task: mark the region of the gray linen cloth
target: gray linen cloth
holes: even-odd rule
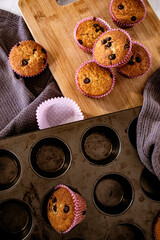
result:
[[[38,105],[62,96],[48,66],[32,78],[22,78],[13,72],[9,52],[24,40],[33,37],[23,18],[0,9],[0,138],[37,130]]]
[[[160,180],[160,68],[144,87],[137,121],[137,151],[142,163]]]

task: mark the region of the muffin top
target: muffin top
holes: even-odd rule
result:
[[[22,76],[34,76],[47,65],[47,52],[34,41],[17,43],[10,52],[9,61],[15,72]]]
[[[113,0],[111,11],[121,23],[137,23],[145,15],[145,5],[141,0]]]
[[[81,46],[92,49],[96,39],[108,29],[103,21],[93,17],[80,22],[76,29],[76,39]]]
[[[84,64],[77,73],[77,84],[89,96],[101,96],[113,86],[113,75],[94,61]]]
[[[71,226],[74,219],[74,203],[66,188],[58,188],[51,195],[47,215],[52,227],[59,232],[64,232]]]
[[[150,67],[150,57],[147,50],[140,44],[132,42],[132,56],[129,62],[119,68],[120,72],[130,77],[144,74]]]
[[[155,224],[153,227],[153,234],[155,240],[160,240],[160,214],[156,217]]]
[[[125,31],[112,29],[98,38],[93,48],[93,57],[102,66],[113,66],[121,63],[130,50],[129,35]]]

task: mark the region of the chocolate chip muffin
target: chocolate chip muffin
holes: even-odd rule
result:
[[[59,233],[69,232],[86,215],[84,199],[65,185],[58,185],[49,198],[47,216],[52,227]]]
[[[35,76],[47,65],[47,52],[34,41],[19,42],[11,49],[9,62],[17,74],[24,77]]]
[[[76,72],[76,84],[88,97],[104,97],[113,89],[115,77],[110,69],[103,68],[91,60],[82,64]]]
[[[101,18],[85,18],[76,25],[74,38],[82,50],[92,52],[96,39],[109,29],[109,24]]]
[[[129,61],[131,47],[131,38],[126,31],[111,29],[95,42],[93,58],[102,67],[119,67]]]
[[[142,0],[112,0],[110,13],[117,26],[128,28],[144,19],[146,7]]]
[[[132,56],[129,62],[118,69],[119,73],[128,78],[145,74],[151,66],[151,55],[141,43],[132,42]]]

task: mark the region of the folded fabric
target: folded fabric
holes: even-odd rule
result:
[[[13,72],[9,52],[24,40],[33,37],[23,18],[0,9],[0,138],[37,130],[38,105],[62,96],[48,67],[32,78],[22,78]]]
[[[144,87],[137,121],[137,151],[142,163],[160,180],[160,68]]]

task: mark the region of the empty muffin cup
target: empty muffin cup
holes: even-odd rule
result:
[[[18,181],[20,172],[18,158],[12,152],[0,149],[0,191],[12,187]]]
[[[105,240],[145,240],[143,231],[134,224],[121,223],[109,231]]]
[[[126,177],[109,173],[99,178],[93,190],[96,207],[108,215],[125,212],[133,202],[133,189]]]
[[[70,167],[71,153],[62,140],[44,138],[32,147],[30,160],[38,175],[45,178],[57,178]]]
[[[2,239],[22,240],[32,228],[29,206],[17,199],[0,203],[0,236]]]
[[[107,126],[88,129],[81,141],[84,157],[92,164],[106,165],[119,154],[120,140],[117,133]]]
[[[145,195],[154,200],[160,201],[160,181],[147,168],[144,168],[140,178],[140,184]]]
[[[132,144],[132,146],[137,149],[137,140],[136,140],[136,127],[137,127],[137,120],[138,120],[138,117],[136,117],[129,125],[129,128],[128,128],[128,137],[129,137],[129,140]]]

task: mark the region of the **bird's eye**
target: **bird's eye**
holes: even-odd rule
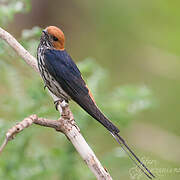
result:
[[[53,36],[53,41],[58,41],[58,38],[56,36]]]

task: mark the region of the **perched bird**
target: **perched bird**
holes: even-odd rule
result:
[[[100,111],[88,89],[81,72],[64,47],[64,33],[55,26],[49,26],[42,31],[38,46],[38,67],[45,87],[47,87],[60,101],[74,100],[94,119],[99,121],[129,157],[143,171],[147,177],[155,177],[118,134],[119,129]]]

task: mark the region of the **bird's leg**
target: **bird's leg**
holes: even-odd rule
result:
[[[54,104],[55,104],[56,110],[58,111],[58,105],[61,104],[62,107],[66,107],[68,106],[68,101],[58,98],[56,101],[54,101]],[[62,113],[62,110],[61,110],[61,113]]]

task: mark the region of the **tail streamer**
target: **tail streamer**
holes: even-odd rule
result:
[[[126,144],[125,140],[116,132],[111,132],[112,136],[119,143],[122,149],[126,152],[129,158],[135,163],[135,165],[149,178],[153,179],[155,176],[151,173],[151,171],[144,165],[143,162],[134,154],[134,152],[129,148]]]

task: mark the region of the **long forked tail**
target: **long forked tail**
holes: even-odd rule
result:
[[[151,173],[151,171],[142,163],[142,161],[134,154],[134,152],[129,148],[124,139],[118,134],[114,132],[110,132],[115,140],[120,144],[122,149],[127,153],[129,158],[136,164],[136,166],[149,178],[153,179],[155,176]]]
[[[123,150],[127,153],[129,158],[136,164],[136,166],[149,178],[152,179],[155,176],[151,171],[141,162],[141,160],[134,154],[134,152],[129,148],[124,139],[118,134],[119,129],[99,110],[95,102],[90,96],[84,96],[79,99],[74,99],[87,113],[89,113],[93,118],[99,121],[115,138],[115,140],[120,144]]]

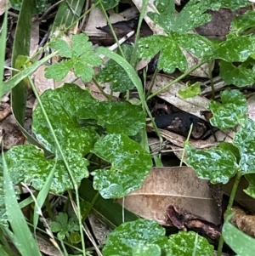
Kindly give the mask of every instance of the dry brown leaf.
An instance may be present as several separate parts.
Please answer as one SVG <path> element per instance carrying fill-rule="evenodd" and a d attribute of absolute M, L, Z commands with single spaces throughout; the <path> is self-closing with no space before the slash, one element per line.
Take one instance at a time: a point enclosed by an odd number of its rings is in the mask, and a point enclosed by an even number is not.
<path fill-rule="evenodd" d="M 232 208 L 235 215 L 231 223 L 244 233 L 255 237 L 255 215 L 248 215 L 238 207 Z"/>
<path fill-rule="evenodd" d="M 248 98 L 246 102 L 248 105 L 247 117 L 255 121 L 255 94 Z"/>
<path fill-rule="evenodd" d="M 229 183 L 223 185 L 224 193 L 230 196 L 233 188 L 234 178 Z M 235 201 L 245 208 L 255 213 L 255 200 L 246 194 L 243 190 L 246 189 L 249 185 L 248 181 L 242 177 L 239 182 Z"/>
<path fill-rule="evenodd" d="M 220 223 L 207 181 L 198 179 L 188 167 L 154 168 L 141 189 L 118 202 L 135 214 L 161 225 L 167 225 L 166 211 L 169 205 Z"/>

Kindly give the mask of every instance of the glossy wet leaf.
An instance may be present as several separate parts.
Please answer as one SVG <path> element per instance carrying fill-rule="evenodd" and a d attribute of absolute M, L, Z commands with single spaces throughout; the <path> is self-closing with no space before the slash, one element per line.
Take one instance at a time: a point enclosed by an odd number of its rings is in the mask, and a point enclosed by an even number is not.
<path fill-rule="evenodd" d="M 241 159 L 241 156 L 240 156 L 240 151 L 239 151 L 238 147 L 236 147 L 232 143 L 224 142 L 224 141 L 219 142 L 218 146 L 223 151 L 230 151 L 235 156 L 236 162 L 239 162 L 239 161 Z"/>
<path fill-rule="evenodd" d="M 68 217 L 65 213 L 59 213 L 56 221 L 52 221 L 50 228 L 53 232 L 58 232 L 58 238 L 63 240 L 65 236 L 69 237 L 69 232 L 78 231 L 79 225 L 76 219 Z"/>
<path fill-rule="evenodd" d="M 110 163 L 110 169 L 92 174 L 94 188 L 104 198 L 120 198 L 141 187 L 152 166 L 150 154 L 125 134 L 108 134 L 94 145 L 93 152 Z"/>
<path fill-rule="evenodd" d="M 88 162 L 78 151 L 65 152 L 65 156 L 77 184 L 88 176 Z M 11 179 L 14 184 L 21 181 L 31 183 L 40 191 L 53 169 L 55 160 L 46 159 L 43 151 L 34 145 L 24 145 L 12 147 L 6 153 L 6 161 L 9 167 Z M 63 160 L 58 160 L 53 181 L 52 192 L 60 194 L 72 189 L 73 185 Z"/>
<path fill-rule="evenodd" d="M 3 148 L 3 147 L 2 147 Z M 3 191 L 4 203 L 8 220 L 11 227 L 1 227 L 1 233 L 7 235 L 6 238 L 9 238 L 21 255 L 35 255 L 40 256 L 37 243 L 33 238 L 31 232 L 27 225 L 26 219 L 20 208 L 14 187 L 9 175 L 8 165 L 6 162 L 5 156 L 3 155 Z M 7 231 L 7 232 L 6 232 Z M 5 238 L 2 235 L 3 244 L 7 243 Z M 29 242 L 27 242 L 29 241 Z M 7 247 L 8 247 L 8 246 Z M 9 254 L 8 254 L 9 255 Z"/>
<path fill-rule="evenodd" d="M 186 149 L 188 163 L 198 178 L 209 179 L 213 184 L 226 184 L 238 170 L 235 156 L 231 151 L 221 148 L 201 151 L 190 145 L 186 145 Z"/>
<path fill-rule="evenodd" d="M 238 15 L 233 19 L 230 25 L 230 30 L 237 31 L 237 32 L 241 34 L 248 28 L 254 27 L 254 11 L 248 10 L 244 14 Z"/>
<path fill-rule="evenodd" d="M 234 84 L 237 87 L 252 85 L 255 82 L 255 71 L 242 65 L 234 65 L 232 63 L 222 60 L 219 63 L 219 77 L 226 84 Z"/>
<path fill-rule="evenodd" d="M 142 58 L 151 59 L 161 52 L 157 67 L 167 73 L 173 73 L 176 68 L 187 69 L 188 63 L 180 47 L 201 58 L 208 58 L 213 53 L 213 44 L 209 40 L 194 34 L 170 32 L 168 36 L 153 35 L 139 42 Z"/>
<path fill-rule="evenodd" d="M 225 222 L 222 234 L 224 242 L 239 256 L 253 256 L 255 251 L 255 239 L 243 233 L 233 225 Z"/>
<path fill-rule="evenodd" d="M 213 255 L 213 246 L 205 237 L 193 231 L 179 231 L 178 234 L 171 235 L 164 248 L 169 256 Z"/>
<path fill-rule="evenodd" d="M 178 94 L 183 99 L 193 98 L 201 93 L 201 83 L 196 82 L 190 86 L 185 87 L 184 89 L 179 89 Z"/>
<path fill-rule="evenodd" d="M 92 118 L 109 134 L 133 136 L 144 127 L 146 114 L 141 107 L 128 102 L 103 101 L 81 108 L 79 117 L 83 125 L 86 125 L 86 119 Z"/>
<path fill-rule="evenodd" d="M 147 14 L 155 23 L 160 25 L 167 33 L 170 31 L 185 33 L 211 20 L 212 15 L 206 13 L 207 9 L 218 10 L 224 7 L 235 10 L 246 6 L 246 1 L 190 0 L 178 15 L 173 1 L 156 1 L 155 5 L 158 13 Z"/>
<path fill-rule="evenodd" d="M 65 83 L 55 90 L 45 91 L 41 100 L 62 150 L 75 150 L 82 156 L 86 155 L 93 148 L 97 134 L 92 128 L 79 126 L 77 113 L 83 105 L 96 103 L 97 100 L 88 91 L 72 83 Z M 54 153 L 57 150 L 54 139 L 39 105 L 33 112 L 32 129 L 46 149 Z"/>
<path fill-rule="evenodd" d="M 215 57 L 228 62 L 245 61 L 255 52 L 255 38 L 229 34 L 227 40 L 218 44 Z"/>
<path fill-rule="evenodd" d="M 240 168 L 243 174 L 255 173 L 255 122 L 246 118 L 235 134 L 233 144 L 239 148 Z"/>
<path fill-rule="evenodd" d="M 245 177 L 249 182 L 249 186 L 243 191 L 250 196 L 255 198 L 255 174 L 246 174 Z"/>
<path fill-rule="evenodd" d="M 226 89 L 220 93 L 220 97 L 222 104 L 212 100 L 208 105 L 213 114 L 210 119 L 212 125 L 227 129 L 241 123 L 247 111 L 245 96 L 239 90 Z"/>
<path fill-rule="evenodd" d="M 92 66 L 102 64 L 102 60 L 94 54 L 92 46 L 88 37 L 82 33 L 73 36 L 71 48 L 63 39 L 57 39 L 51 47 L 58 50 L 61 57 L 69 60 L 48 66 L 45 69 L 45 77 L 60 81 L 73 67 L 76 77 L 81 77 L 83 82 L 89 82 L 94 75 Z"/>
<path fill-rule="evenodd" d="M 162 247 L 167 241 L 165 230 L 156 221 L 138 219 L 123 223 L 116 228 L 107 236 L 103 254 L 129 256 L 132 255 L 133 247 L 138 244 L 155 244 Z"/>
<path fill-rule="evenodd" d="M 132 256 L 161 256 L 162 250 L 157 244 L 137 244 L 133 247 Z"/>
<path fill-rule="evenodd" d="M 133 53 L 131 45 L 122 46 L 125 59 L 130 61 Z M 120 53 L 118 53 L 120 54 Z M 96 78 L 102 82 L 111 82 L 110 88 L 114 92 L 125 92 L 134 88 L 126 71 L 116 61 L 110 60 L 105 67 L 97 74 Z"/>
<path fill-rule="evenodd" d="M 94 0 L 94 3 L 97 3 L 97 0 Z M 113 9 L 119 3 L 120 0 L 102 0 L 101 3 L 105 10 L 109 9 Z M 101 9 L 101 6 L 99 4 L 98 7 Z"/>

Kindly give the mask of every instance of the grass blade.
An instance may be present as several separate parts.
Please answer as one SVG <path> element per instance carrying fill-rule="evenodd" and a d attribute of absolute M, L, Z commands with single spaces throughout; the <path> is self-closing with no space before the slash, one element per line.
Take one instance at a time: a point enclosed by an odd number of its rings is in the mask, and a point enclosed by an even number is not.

********

DIRECTIONS: Give the material as a Markdown table with the columns "Row" and "Text", one numbered row per line, omitting blank lines. Begin at the line that contains "Kindly give the mask of every instance of the glossy" and stop after the line that contains "68 217 L 65".

RESPONSE BELOW:
| Row | Text |
|---|---|
| 1 | Kindly give the mask of every instance of the glossy wet leaf. |
| 2 | An instance may be present as several separate parts. |
| 3 | Please answer as one SVG <path> element per instance carrying fill-rule="evenodd" and a d attribute of absolute M, L, Z commands with single spaces throughout; the <path> is self-closing with no space before the slash, one element per line. |
| 4 | Take one instance at a time: a point enclosed by an odd number of its rings is in the mask, and a point enclosed by an even number is not. |
| 5 | <path fill-rule="evenodd" d="M 241 159 L 241 156 L 240 156 L 240 151 L 239 151 L 238 147 L 236 147 L 232 143 L 224 142 L 224 141 L 219 142 L 218 146 L 223 151 L 230 151 L 235 156 L 236 162 L 239 162 L 239 161 Z"/> |
| 6 | <path fill-rule="evenodd" d="M 68 217 L 65 213 L 59 213 L 56 221 L 52 221 L 50 228 L 53 232 L 58 232 L 58 238 L 63 240 L 65 236 L 69 237 L 69 232 L 78 231 L 79 225 L 76 219 Z"/> |